-------- Records supplied

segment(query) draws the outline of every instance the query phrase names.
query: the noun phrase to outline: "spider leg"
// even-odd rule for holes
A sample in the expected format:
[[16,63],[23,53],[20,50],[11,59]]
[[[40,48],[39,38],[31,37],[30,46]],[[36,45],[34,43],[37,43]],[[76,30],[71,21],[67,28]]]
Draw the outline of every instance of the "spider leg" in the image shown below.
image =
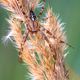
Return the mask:
[[41,7],[41,11],[40,11],[40,13],[38,14],[38,17],[40,17],[40,15],[42,15],[42,13],[43,13],[43,11],[44,11],[44,5],[45,5],[45,3],[46,3],[46,0],[43,0],[43,2],[44,2],[44,4],[43,4],[42,7]]

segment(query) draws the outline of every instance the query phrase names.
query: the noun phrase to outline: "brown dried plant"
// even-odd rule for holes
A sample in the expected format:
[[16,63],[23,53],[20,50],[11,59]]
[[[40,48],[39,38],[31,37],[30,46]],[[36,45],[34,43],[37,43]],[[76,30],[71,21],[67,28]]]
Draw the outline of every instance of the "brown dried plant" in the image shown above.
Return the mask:
[[[47,9],[44,20],[36,19],[34,26],[29,17],[30,10],[34,11],[37,6],[41,6],[39,2],[39,0],[0,1],[11,13],[8,20],[11,30],[8,38],[15,42],[19,58],[29,66],[32,80],[68,80],[64,64],[66,38],[62,23],[50,8]],[[25,26],[23,32],[22,24]],[[26,24],[29,28],[31,27],[32,32],[27,29]],[[33,32],[33,27],[35,27],[35,32]]]

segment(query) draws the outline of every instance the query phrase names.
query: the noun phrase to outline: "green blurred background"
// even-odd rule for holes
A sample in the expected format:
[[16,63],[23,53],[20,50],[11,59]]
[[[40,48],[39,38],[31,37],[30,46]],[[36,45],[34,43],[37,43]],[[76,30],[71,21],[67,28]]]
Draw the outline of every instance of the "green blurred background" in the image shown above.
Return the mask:
[[[47,0],[55,14],[66,23],[65,31],[68,43],[69,55],[65,61],[70,68],[70,80],[80,80],[80,0]],[[46,4],[46,6],[48,6]],[[0,80],[30,80],[27,79],[26,67],[18,62],[18,52],[9,41],[7,45],[2,43],[2,37],[9,30],[8,12],[0,8]]]

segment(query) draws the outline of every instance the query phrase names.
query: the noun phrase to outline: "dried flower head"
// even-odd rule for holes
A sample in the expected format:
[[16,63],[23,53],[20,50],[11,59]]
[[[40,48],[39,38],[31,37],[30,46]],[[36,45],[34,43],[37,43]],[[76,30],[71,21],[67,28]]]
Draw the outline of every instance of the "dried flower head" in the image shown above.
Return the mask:
[[[62,23],[48,9],[44,21],[34,12],[39,0],[1,0],[11,11],[8,20],[10,39],[16,44],[19,58],[28,66],[34,80],[68,80],[64,66],[66,39]],[[45,3],[45,0],[44,0]],[[42,14],[44,6],[39,15]],[[22,24],[25,30],[22,32]]]

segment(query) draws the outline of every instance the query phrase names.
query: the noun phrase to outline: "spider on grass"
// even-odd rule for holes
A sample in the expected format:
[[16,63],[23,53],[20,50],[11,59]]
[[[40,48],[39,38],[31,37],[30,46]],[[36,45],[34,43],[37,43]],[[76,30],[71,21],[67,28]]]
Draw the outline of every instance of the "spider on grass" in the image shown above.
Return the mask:
[[[25,1],[25,0],[22,0],[22,2],[23,1]],[[26,0],[27,2],[28,2],[28,0]],[[19,3],[19,0],[17,0],[17,2]],[[29,2],[28,2],[29,3]],[[44,31],[46,31],[46,33],[47,34],[49,34],[49,35],[51,35],[52,36],[52,33],[50,32],[50,31],[48,31],[47,29],[45,29],[40,23],[39,23],[39,21],[38,21],[38,19],[37,18],[39,18],[40,17],[40,15],[42,15],[42,13],[43,13],[43,11],[44,11],[44,5],[45,5],[45,3],[46,3],[46,0],[43,0],[43,5],[42,5],[42,7],[41,7],[41,11],[40,11],[40,13],[38,14],[38,16],[35,14],[35,12],[34,12],[34,9],[35,9],[35,3],[32,3],[31,4],[31,6],[29,6],[30,4],[28,4],[27,3],[27,5],[28,5],[28,15],[26,15],[27,13],[26,13],[26,11],[23,9],[24,7],[24,5],[18,5],[19,6],[19,8],[21,9],[21,11],[22,11],[22,14],[25,16],[25,18],[26,18],[26,21],[25,21],[25,27],[26,27],[26,29],[25,29],[25,32],[24,32],[24,35],[23,35],[23,41],[22,41],[22,43],[24,44],[25,42],[26,42],[26,40],[27,40],[27,37],[28,37],[28,35],[29,34],[31,34],[31,35],[33,35],[33,34],[36,34],[37,32],[40,32],[40,34],[41,34],[41,36],[42,36],[42,38],[49,44],[49,47],[51,48],[52,47],[52,45],[50,44],[50,41],[49,41],[49,39],[47,38],[47,36],[45,35],[45,33],[44,33]],[[51,16],[50,16],[51,17]],[[46,18],[46,19],[48,19],[48,18]],[[41,28],[43,28],[43,29],[41,29]],[[53,36],[53,38],[56,38],[56,37],[54,37]],[[64,41],[60,41],[60,43],[65,43]],[[66,43],[67,44],[67,43]],[[67,44],[67,45],[69,45],[69,44]],[[23,49],[23,48],[22,48]],[[20,49],[20,50],[22,50],[22,49]],[[19,55],[21,55],[22,53],[21,52],[19,52]]]
[[[24,1],[24,0],[23,0]],[[17,0],[17,2],[19,3],[19,0]],[[44,40],[46,40],[48,43],[49,43],[49,40],[47,38],[47,36],[44,34],[43,31],[45,31],[46,29],[41,29],[42,25],[39,23],[38,19],[43,11],[44,11],[44,5],[45,5],[46,1],[43,0],[43,5],[41,6],[41,10],[38,14],[38,16],[36,16],[35,12],[34,12],[34,9],[35,9],[35,3],[32,3],[31,4],[31,7],[29,7],[29,14],[26,15],[26,12],[24,11],[23,9],[23,6],[19,4],[19,7],[23,13],[23,15],[26,17],[26,21],[25,21],[25,26],[26,26],[26,29],[25,29],[25,32],[24,32],[24,35],[23,35],[23,41],[22,41],[22,44],[24,44],[27,40],[27,37],[29,34],[36,34],[37,32],[40,32],[41,36],[43,37]],[[27,3],[27,5],[29,6],[29,4]],[[51,34],[48,30],[46,30],[47,33]],[[22,48],[23,49],[23,48]],[[22,50],[20,49],[20,50]],[[19,52],[19,55],[21,55],[21,51]]]

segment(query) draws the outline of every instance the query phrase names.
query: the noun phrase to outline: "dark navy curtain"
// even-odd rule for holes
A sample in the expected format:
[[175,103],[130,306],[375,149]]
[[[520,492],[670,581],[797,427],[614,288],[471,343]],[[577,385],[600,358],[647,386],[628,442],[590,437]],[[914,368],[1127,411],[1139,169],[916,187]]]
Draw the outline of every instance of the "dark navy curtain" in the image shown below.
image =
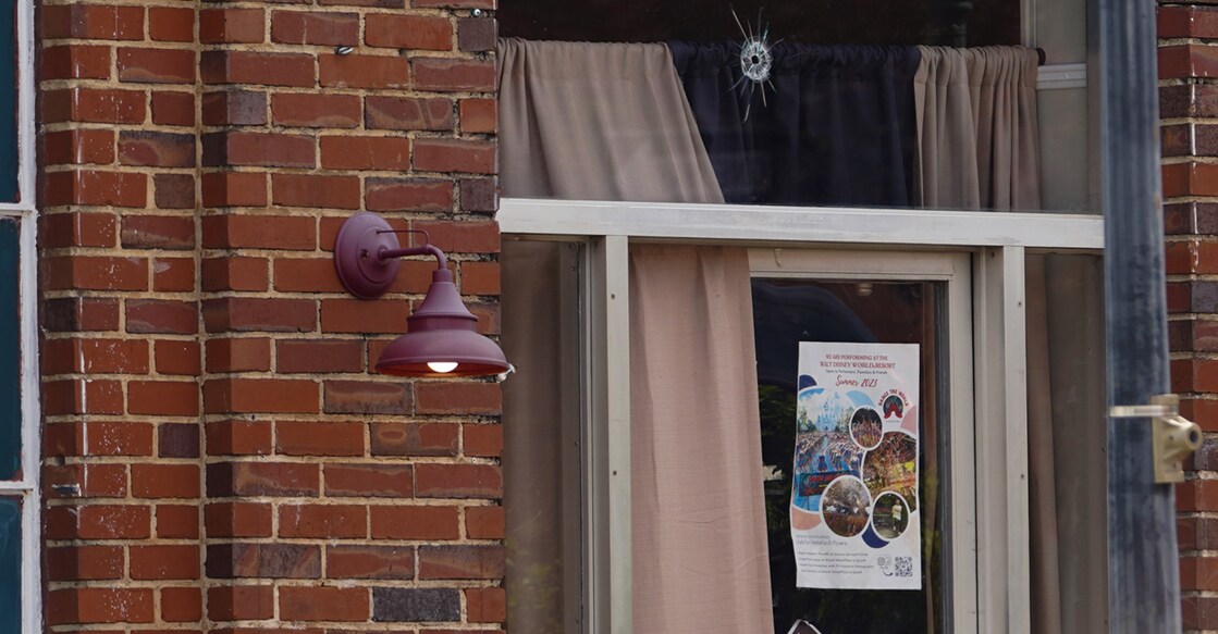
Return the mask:
[[669,49],[727,202],[914,206],[917,47],[778,44],[764,88],[737,43]]

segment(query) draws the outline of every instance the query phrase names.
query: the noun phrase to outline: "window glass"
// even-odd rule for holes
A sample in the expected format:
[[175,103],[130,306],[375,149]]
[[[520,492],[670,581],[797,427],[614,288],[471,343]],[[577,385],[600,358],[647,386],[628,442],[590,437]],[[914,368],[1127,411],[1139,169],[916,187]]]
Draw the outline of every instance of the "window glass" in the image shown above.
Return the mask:
[[1085,7],[503,2],[504,193],[1085,213]]
[[[946,473],[939,456],[945,433],[940,411],[946,376],[939,354],[942,340],[942,286],[933,282],[820,282],[808,280],[753,281],[754,333],[758,357],[758,392],[761,408],[761,453],[766,466],[766,523],[770,543],[770,583],[773,591],[775,632],[787,633],[804,621],[822,633],[868,632],[905,634],[944,632],[944,534],[946,526]],[[800,342],[917,343],[921,377],[918,403],[918,490],[905,501],[907,512],[922,521],[922,589],[827,590],[795,587],[797,570],[790,533],[792,469],[794,464],[797,357]],[[826,479],[859,473],[870,481],[854,436],[825,447],[814,447],[812,460]],[[838,447],[840,445],[840,447]],[[877,443],[881,450],[883,443]],[[840,464],[834,460],[843,458]],[[868,489],[873,488],[868,484]],[[826,489],[828,490],[828,489]],[[823,496],[821,507],[823,510]],[[875,500],[882,504],[884,495]],[[894,521],[875,512],[872,526],[879,534]],[[882,517],[881,517],[882,516]],[[862,538],[855,538],[861,540]]]
[[0,479],[21,460],[19,221],[0,218]]
[[0,632],[21,632],[21,501],[0,498]]
[[16,0],[0,0],[0,202],[18,200],[16,24]]

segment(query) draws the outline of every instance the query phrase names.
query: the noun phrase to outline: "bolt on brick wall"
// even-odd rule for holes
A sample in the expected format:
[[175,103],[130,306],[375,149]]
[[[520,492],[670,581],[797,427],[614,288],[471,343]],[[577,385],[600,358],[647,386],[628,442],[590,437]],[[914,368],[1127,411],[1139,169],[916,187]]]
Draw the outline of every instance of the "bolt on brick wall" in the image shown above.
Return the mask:
[[499,388],[375,375],[435,263],[331,263],[425,229],[498,333],[492,9],[40,9],[51,630],[499,630]]
[[1177,488],[1184,627],[1218,629],[1218,7],[1160,2],[1172,391],[1206,432]]

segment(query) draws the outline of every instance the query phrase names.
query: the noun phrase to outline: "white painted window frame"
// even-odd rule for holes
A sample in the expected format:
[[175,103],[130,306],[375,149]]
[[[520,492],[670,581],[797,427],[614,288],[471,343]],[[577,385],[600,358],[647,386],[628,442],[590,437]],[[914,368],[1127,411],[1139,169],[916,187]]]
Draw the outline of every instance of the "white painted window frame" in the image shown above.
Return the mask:
[[17,190],[19,202],[0,202],[0,217],[21,223],[21,472],[22,479],[0,482],[0,495],[21,498],[22,633],[43,632],[41,587],[41,399],[38,369],[38,262],[35,257],[37,158],[34,152],[34,4],[17,0]]
[[[954,596],[952,627],[963,633],[1030,632],[1024,262],[1029,251],[1101,253],[1101,217],[504,198],[497,220],[507,239],[590,245],[583,315],[590,397],[585,437],[591,439],[585,453],[588,632],[626,634],[632,629],[631,242],[790,249],[794,257],[820,263],[806,266],[805,273],[817,269],[838,277],[939,279],[949,282],[952,307],[970,302],[961,293],[971,296],[972,350],[967,358],[951,360],[954,372],[966,368],[970,372],[952,375],[951,386],[956,393],[967,389],[973,395],[952,405],[954,426],[973,421],[972,454],[970,443],[961,441],[968,432],[954,427],[956,442],[963,447],[952,447],[950,460],[954,486],[962,486],[951,493],[952,504],[963,511],[952,524],[955,546],[966,549],[952,552],[952,578],[974,579],[976,594]],[[861,251],[870,254],[859,258]],[[960,269],[960,258],[971,260],[967,275]],[[868,260],[876,264],[867,265]],[[934,269],[944,263],[952,263],[957,273]],[[963,337],[970,326],[960,322],[959,310],[954,308],[949,320],[951,338]],[[961,348],[954,347],[950,354]],[[985,469],[976,469],[977,464]],[[976,475],[973,482],[959,476],[970,471]],[[972,546],[968,535],[976,539],[976,555],[967,552]]]

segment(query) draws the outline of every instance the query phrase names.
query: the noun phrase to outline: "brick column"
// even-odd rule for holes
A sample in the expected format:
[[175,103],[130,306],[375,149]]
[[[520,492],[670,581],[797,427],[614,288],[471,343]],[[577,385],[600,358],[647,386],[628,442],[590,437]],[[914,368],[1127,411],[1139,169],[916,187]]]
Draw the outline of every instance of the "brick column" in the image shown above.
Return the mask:
[[37,32],[46,624],[200,629],[195,11]]
[[1218,7],[1160,4],[1172,389],[1206,432],[1177,488],[1184,628],[1218,629]]
[[364,302],[331,260],[358,211],[426,229],[498,332],[495,26],[474,7],[200,11],[213,627],[504,618],[499,388],[376,375],[435,263]]

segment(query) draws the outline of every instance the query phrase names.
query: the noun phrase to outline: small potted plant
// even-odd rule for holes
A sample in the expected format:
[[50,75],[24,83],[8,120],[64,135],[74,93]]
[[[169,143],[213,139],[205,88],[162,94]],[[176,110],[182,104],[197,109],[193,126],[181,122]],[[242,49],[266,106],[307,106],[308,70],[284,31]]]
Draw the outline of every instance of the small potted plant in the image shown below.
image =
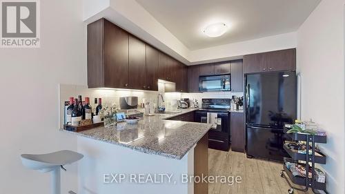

----------------

From the records above, pull out each line that contains the string "column" and list those lines.

#### Exercise answer
query: the noun phrase to outline: "brick column"
Draw the outline of every instance of the "brick column" in the image shown above.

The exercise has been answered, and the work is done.